● OBJECTIVE:
Your copy of the material below should match it exactly, except that it holds no pictures.
-- begin RECORD EXTRACTS --
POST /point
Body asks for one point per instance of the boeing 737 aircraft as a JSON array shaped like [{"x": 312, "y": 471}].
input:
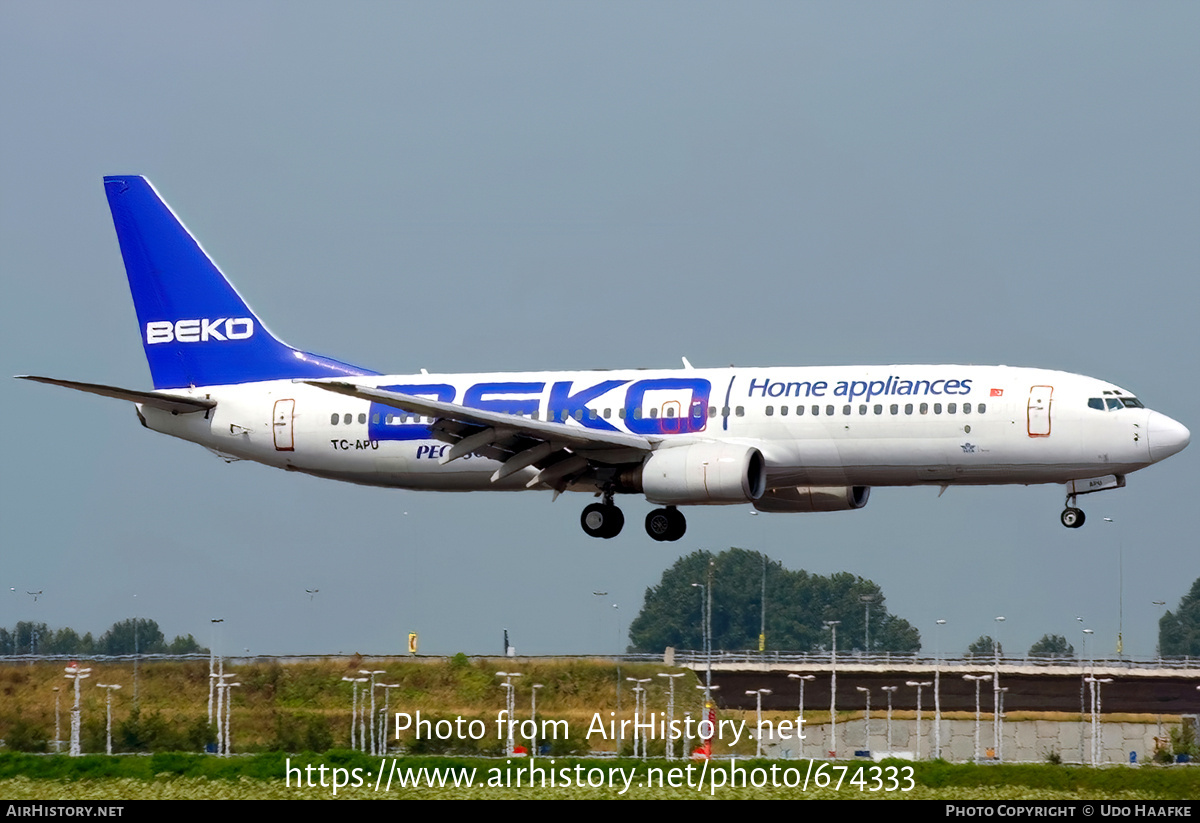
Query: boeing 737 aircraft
[{"x": 781, "y": 439}]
-- end RECORD EXTRACTS --
● COMPLETED EXERCISE:
POST /point
Body asks for one point per instance of the boeing 737 aircraft as a JSON array shaped like [{"x": 312, "y": 471}].
input:
Query: boeing 737 aircraft
[{"x": 781, "y": 439}]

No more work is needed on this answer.